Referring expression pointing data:
"""

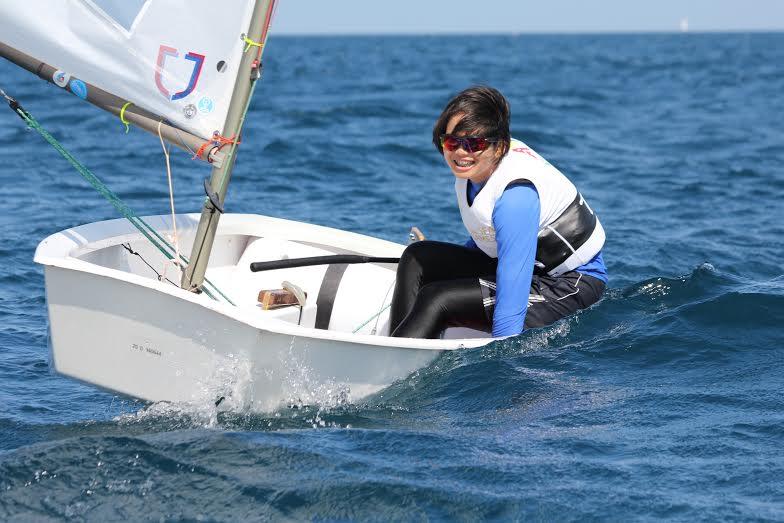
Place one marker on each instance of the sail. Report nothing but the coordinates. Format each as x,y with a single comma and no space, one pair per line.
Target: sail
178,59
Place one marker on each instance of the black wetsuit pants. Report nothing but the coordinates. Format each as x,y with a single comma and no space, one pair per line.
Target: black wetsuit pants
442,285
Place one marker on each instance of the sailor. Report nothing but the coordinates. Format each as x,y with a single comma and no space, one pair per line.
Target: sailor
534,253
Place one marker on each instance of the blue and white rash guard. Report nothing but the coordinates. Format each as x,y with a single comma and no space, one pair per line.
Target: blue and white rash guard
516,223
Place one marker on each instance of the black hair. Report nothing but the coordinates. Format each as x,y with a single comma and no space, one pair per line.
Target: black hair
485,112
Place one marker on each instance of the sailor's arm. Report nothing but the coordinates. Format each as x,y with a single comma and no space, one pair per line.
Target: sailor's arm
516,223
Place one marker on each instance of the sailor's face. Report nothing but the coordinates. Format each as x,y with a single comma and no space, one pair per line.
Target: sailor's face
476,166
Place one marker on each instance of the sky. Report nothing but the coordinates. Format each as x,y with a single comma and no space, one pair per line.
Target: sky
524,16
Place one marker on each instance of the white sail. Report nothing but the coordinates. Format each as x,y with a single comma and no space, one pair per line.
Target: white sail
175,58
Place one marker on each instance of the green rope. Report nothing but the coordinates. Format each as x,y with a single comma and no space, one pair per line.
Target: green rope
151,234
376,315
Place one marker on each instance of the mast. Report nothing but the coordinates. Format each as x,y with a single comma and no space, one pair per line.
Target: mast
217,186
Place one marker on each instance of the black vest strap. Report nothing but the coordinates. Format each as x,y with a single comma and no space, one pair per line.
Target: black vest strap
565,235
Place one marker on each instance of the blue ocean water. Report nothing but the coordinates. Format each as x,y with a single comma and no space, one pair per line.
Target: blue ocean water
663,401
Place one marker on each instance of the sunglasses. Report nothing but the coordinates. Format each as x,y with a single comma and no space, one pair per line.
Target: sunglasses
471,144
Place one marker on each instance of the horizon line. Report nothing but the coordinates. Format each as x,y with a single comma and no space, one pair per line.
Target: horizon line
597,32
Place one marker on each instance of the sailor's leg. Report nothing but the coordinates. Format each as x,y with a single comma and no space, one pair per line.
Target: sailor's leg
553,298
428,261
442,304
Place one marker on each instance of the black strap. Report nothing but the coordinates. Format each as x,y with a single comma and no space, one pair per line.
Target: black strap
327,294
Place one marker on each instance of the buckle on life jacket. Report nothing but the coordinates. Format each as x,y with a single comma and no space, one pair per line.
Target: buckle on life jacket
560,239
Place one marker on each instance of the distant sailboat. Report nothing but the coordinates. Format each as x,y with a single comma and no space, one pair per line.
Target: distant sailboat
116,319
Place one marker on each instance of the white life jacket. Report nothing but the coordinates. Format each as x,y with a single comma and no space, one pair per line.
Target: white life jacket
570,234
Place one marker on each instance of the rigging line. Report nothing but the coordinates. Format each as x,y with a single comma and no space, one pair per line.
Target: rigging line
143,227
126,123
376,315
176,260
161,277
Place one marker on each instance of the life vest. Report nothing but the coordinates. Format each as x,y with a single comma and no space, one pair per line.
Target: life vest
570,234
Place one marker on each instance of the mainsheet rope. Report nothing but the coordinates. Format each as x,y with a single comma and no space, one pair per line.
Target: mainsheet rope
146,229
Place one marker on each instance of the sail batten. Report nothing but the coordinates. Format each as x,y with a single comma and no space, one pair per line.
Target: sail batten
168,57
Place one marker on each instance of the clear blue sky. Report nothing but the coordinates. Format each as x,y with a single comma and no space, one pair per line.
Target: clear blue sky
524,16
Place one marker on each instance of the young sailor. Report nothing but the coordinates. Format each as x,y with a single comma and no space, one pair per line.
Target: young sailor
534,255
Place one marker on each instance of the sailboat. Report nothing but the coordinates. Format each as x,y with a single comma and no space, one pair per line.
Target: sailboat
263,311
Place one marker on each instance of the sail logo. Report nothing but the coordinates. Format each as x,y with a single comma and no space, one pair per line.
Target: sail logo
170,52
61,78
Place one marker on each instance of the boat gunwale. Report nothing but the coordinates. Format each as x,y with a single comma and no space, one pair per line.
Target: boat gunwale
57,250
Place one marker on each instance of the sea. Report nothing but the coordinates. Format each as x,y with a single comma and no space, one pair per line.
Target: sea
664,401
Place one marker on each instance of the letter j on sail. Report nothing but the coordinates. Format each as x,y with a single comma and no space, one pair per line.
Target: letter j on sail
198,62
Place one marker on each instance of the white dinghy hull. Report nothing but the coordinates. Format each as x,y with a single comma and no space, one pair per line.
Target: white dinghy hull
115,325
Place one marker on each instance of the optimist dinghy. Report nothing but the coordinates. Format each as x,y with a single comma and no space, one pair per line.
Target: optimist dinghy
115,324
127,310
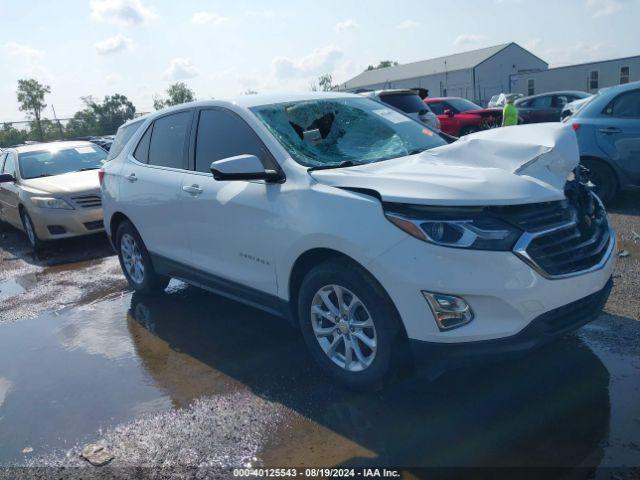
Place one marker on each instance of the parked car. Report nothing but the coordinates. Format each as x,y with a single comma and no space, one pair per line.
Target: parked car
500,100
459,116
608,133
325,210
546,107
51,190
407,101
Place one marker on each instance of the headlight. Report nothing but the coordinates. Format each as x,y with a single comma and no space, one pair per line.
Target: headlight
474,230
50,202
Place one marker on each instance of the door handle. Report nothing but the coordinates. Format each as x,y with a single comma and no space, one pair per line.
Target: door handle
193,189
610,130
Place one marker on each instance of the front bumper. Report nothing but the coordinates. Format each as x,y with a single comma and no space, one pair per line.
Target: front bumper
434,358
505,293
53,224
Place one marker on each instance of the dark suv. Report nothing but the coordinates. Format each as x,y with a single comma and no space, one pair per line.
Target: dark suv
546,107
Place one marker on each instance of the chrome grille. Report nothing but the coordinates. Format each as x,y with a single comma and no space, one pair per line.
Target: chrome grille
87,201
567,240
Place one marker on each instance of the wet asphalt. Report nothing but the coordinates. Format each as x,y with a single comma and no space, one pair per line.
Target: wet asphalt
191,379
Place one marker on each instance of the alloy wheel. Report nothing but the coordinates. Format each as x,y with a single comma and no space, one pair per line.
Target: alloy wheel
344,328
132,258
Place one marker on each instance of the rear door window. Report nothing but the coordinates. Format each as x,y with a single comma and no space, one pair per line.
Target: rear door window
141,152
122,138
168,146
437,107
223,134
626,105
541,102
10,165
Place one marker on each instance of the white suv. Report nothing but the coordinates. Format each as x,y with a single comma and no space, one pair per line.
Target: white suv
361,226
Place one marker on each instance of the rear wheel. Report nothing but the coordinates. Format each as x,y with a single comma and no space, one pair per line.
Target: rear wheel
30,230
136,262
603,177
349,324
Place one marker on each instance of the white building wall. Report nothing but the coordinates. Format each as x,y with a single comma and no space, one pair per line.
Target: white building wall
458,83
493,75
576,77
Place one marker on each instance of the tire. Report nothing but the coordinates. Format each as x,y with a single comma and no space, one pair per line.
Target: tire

"""

REQUIRED WORK:
All of the lines above should be copied exactly, apart from the pictures.

RESPONSE BELOW:
Place one marker on each instance of the sail. Report nothing but the coordinates. Format each as x,y with a single comma and no space, one pair per line.
Target: sail
178,59
Place one marker on each instance of the black wetsuit pants. Report nothing but the coordinates. Format each as x,y with a single comma and no space, one pair per line.
Target: black wetsuit pants
442,285
Place one marker on each instance of the sailor. Report nothing but the coordinates. Format each as x,y with a single comma and no space, one pair per line.
Target: sailor
534,253
Place one marker on each instance of the blue and white rash guard. Report nothing but the coordinates. Format each as x,y with a single comma and no space, one pair per line.
Target: blue and white rash guard
516,223
Place one marker on each instance of the black hair. Report nothing but the coordinates. Format each as x,y with a single comma and no space, one pair per line.
Target: black hair
485,112
Place one marker on each instance of the sailor's arm. Report nothing but the coordinates. Format each as x,y with a single comma and no space, one pair per line.
Target: sailor's arm
516,223
Place one marker on each instance of the sailor's face. Report nothing but the coordinates. Format each as x,y with a single comma and no space, one pair per line.
Target: sailor's face
476,166
Place one marker on each instance of the sky. Report nothing but the coordinates. Format each as x,y with a single comma and no space, one pair per line.
Target: sky
524,16
Place one marker on each instance of the white sail. Report nothing but the coordinates. Format each as x,y with a single comma and no space, one pair per line.
Target: white sail
175,58
Place one marker on each instance of the green rope. Report nothing but the coordinates. Format each as x,y with a single comma and no space, one pair per line.
Target: green rope
151,234
376,315
Place one marker on each instance of the mast. Report nothing but the coordinates. Format each as x,y with a single comma and no space, one pair per line.
Target: mast
217,186
Place one marker on each instance of the black vest strap. Report nothing but the coordinates. Format each as x,y with a single comma and no space, one pair per line.
Target: black vest strap
565,235
Place one marker on each instance of the blue ocean water. Report nothing but the coordinates. Format each as x,y with a single comma and no space, one pair per line.
Target: blue ocean water
663,401
Place one marker on each instance of the sunglasses. Report nothing but the coordinates. Format each as x,y with a single comma and no space, one pair per line.
Target: sunglasses
471,144
Place one marker on each instance of the horizon line. Report nothing but the coordinates. Format each as x,y with a single comma and no space, one pair per line.
Target: horizon line
597,32
Place one marker on each instance of the sailor's leg. Report nothing but the coordinates. Format each as x,y with a single comma and no space, one pair per line.
Target: sailor's leg
553,298
428,261
442,304
Place one marker on each instance of the black strap. Report nothing but the coordinates. Format each as x,y with a single comma and no space, one pair per line.
Target: black strap
327,294
Place one marker on each instance of the buckle on life jacket. Report nothing but the coordinates. Format each as x,y with a single comma and no space, one pair per line.
Target: buckle on life jacket
560,239
Place one marker on each instance of the distant sailboat. Report nothing but the coordinates. Format each as x,y with a single comma and no space, one pair per line.
Target: distant sailboat
116,319
Place one marker on each instance of the white life jacket. Report nothing but the coordinates. Format each as x,y with a single comma and no space, one pair per line.
Target: white life jacket
570,234
Place one marker on each instance of the rigging line. Report nothing but the coordinates. Format each as x,y with a single comma and no space, one pair per line.
Target: rigging line
143,227
126,123
376,315
176,260
161,277
Place one marker on each instance of the life vest. Report nothing but the coordinates. Format each as x,y with a single comma and no space, one pair per line.
Target: life vest
570,234
Place one marker on each instance of the mainsheet rope. Report nothing but the coordinates. Format each as x,y with a single comma and no space, one pair per line.
Target: mainsheet rope
146,229
Place one marker on each instance of the sail batten. Report nothing but the coordinates. Format each as x,y with a single comma and no space, one pair per line.
Target: sail batten
168,57
Place one marker on each instance of the clear blue sky. Report nothing but the coordinates. Format each as x,y with a single comma and no space, one pair per line.
Target: clear blue sky
524,16
Place one marker on each instance of the young sailor. Report nothing but the coordinates. Format each as x,y with a single comma and no space, one pair per line.
Target: young sailor
534,255
Place one marker on each instance of the sailboat. Report nothing but the coordinates. Format each as x,y with a single comma and no space, one pair per line.
Target: sailboat
263,311
Place one marker on each instance of the sail logo. Report nothing but the coordinates. Format each as x,y with a single comma and no space, one pair per line.
Target: sail logo
170,52
61,78
Place one marker on each instance of the boat gunwale. Report nothing but the coordinates. Format each as x,y with a single comma and no space, one pair per line.
Target: boat gunwale
57,250
Place one marker on each instance of the sea. Report nothing but the coordinates. Format each as x,y with a single comma and no space, one pair per line.
Target: sea
664,401
Place one marker on each instance of the letter j on sail. Report nothing but the coordinates. Format each as x,y with a single comma and no space, one pair per line.
Target: letter j on sail
198,62
Place one marker on each instance of the white dinghy hull. Report nothing but the coordinates. Format each as x,y with a single comma and no space, one pair per line.
Target: white dinghy hull
115,325
Place one marker on each instance of the optimist dinghy. Report nothing but the coordinates. Format each as x,y with a single comma and no space, one pair per line.
Target: optimist dinghy
115,324
127,310
Place one marker on each instance of the parked car. Report nothing but the coordinates. Format each as x,y with a single comma and no space, one pair per line.
Target: parked car
500,100
459,116
608,133
325,210
546,107
51,190
407,101
Place one marker on each instance of the headlight. Report nothing but the coordinates. Format each as x,y with a single comma and no space, one pair per line.
Target: headlight
474,230
50,202
Place one marker on each instance of the door handle. Report nothing but the coordinates. Format each as x,y with a single comma and no space, one pair per line.
Target: door handle
193,189
610,130
Place one marker on each instance of the front bumper. Report nothing but the coordinates. Format each as x,y with a single comma and no space, one pair per line.
Target: front bumper
434,358
505,293
53,224
Place one marker on each instance of the dark suv. Report nothing but the coordinates. Format each as x,y with a single comma and no space, one pair per line.
Target: dark suv
546,107
Place one marker on each instance of the chrome grille. Report nothing but the coordinates. Format each as x,y with a single comma and no space, one pair per line.
Target: chrome grille
87,201
567,240
Place one marker on each instance of the wet asphalt. Report nothing but the coordinates. Format each as x,y with a single comma and no space, one pair per line.
Target: wet asphalt
191,379
Place one marker on each instance of the alloy wheel. Report nothing but the coordinates. Format each as x,y with a single comma and no space, one pair per line.
Target: alloy wheel
344,328
132,258
Place one marker on each instance of the rear door window. Report nothing but the coordinates. Format each as x,y with a single comma and no space, one pair per line.
Target: rear door window
141,152
122,138
168,146
437,107
223,134
626,105
541,102
10,165
Place one marker on each instance of the white suv. Report nothing but the coordinates. Format each as x,y with a single comma and no space, one pair per line.
Target: white suv
361,226
Place one marker on each instance of the rear wheel. Report nothing but the coordinates. Format each as x,y with a single comma and no space, one pair per line.
Target: rear wheel
30,230
136,262
603,177
349,324
Place one marker on each instance of the white building wall. Report nothing but the coordinates. Format each as x,y with a single comma and no space, one pair per line.
Target: white building wall
458,83
493,75
576,77
Place one marker on each instance of the tire. Report nothing but the coordinates. Format each as x,y with a single comma and no space, one pair per line.
Target: tire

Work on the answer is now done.